» **OBJECTIVE**
Pull out and copy every line of the material below that contains the word "drooping". Matching is case-sensitive.
— Start DATASET EXTRACT —
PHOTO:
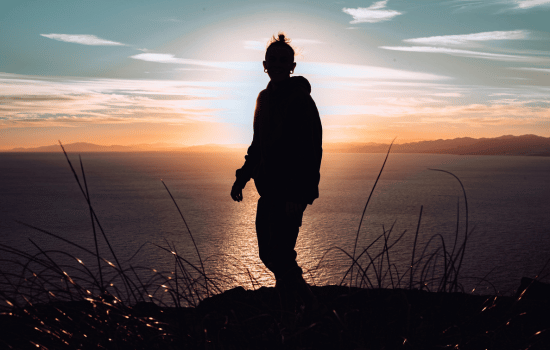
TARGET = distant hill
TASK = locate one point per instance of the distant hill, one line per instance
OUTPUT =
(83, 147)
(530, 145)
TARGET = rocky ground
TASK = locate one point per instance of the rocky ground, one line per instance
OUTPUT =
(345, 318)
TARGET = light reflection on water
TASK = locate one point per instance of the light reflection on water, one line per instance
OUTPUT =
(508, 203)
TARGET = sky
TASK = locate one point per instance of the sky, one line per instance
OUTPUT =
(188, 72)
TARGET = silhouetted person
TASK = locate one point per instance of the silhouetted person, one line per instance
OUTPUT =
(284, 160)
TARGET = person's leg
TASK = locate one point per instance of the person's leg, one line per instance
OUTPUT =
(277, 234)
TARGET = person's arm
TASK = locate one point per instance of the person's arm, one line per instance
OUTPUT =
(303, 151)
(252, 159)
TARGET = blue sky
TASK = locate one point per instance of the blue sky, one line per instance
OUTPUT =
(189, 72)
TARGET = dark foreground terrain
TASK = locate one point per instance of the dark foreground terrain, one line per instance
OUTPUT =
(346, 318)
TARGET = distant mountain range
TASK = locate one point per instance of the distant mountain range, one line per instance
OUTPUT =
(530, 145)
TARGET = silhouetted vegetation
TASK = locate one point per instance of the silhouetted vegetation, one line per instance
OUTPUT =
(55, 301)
— End DATASET EXTRACT —
— Start DATASET EXTRACT —
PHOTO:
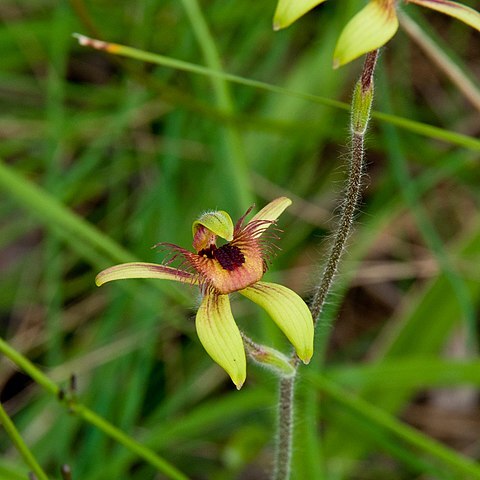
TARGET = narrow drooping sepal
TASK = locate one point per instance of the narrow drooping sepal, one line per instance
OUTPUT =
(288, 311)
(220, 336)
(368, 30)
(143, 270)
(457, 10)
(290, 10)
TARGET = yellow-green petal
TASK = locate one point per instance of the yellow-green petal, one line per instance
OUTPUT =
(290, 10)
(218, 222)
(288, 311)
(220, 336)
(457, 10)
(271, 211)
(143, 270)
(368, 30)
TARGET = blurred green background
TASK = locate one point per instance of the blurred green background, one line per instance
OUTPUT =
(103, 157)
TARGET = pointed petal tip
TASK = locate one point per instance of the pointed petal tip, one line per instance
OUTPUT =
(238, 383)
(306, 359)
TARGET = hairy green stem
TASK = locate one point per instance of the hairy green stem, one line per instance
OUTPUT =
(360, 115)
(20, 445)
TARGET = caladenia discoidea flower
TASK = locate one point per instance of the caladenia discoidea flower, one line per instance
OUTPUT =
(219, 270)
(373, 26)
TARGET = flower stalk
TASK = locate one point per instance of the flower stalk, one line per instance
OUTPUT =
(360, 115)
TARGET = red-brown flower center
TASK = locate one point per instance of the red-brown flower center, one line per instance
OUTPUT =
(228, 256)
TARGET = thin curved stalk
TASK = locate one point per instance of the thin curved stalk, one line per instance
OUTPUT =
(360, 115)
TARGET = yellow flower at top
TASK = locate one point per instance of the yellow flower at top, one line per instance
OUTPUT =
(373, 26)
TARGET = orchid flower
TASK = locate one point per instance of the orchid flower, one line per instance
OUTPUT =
— End DATASET EXTRACT —
— Start DATASET EXTRACT —
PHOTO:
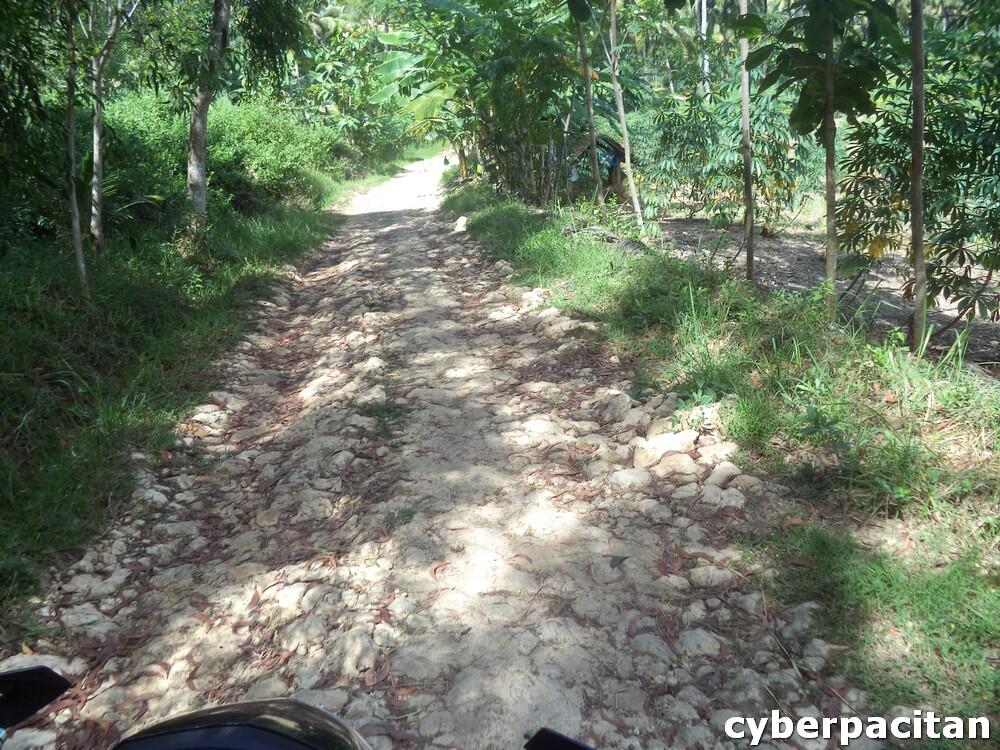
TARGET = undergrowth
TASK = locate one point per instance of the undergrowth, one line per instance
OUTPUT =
— End DATASET EXTRACT —
» **RESPONSE**
TARGET = narrow drooping sepal
TASK = locate one point per instance of the narrow drooping sepal, one line per instance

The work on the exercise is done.